Photo-based referring expression data
=== Section Start ===
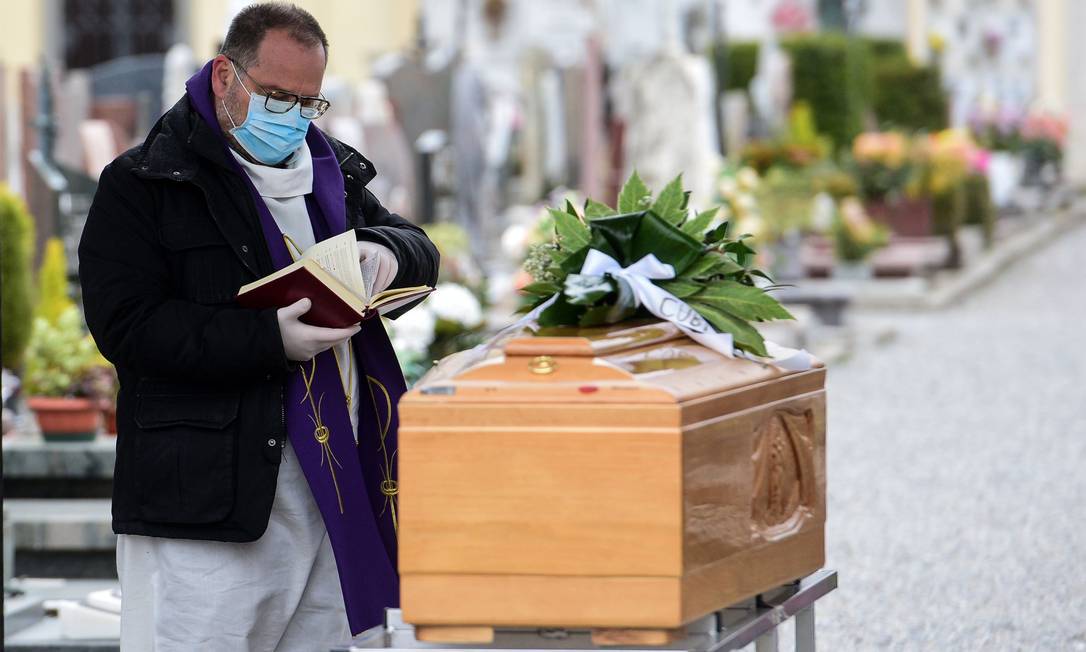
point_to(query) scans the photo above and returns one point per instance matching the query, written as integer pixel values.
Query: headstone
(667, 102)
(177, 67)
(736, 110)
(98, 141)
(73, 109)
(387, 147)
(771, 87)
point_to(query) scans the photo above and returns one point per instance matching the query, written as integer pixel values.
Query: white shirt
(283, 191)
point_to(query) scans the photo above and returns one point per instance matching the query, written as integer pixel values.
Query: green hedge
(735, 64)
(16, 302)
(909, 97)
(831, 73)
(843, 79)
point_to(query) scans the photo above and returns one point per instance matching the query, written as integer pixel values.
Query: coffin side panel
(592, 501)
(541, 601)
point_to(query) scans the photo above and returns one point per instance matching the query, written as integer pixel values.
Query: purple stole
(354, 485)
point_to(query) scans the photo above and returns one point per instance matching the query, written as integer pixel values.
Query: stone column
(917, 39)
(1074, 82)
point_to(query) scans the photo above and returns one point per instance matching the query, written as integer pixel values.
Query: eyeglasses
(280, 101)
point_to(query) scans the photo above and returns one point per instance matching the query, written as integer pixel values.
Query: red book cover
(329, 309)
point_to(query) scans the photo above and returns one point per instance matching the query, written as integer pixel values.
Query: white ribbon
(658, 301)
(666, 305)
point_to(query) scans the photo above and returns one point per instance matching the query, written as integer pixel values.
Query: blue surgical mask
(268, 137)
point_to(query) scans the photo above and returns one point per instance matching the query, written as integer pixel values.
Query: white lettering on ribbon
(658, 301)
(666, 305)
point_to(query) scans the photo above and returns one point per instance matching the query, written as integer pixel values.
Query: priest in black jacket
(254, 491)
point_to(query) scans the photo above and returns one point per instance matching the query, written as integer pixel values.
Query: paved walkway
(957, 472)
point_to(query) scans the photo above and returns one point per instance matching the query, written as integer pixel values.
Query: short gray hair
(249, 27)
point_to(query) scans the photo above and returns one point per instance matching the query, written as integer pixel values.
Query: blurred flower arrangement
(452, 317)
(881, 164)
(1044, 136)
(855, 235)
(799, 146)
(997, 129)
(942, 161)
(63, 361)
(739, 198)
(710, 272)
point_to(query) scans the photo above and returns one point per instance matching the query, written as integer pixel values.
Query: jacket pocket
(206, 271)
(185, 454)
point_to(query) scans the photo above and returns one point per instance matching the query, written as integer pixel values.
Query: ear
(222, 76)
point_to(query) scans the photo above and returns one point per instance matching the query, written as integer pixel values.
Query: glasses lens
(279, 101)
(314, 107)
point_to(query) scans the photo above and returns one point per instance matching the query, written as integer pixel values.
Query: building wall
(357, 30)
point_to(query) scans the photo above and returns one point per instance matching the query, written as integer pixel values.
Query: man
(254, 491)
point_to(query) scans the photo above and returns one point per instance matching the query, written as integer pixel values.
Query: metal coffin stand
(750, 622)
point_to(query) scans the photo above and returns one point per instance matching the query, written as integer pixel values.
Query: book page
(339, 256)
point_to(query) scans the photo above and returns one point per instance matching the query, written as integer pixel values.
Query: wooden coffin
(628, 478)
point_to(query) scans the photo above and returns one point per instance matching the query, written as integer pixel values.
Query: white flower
=== Section End ===
## Assignment
Your task is to retype the records above in full and exactly, omitting the pictures.

## Expected answer
point_to(query) scans the photo above and returns one point per instance matching the query, written as integer pixel values.
Query: headstone
(667, 102)
(177, 67)
(736, 110)
(98, 141)
(73, 109)
(387, 147)
(771, 87)
point_to(query) scans the photo above and returns one point per instance matching the query, written as integer pixel values.
Query: white shirt
(283, 191)
point_to(query) scans the photo above and returns one point per instance matching the query, written as integer pixel values.
Query: green hedge
(735, 64)
(16, 302)
(909, 97)
(831, 73)
(843, 79)
point_to(query) scans the photo above and returns one point per instance matching the query, written as integer pixel values.
Query: coffin side panel
(592, 501)
(541, 601)
point_to(query) scans the photo above and returns one point per instance matching the query, written as integer pixel values.
Query: purple stole
(354, 485)
point_to(query) scans the photo above and returns one point per instance matching the query, written as integer pixel values.
Query: stone column
(917, 39)
(1074, 82)
point_to(query) scans the photo above and returns one point per instance matching the query, written as integer pixel values.
Query: eyeglasses
(280, 101)
point_to(query) scans the photo above and returns one point per instance matching the query, written as integer pixel values.
Query: red book cover
(329, 309)
point_to(query) scans the photo above and returns one point per instance matching the query, written as integer pixel values.
Query: white ribbon
(658, 301)
(666, 305)
point_to(query) scans the photo above and returns one point per instance matching the query, written as integer pixel values.
Query: blue surgical mask
(268, 137)
point_to(query) scans the photo above and returns one point per instance matching the query, written as integer pixel values.
Query: white lettering on ribbon
(658, 301)
(666, 305)
point_to(query) scans the photo above and returns one point per instance matching the query, written as integer pixel values.
Query: priest in black jacket
(254, 491)
point_to(query) scans the photo above and returns one point per instance matching the query, written as integer pixel values.
Query: paved walkway
(957, 472)
point_to(query) scans the photo above and returns one point per instance matching the query, written as integer pixel values.
Query: short gray hair
(249, 27)
point_to(query) scans the photo above and returns one point per instance matching the query, written as integer pixel values.
Query: blurred flower arrangement
(452, 317)
(881, 164)
(1044, 136)
(855, 235)
(799, 146)
(997, 129)
(942, 161)
(63, 361)
(739, 198)
(710, 272)
point_to(query) scans the photo above and returns one point per instance matching the query, written as integer pixel values.
Query: jacket pocket
(206, 271)
(185, 454)
point_to(query) scans the photo above and returns one point per instance matching the query, written as integer pixel values.
Query: ear
(222, 76)
point_to(query) scans the photo above and returns one point per instance matching the query, written as integer pixel values.
Query: glasses lens
(279, 101)
(314, 107)
point_to(query) scans the photo above and returns one point per instance matching the query, written as integer pixel values.
Query: building wall
(357, 30)
point_to(query) scans the photo above and returns one point per instance matching the query, written as integer pixel values.
Query: man
(254, 491)
point_to(query) scans the photo above and returns one point per instance matching the query, written as integer pixel values.
Query: metal coffin stand
(750, 622)
point_to(query) scans the photo above and returns one point per instance matching the query, written as integer pixel values.
Query: book page
(339, 256)
point_to(query) scans the photo above and returns one point per instance matching the query, written as integer pixel values.
Query: wooden coffin
(628, 478)
point_to(query) scans the photo above and returns one point per instance matching the query, written as integer pixel values.
Query: white flower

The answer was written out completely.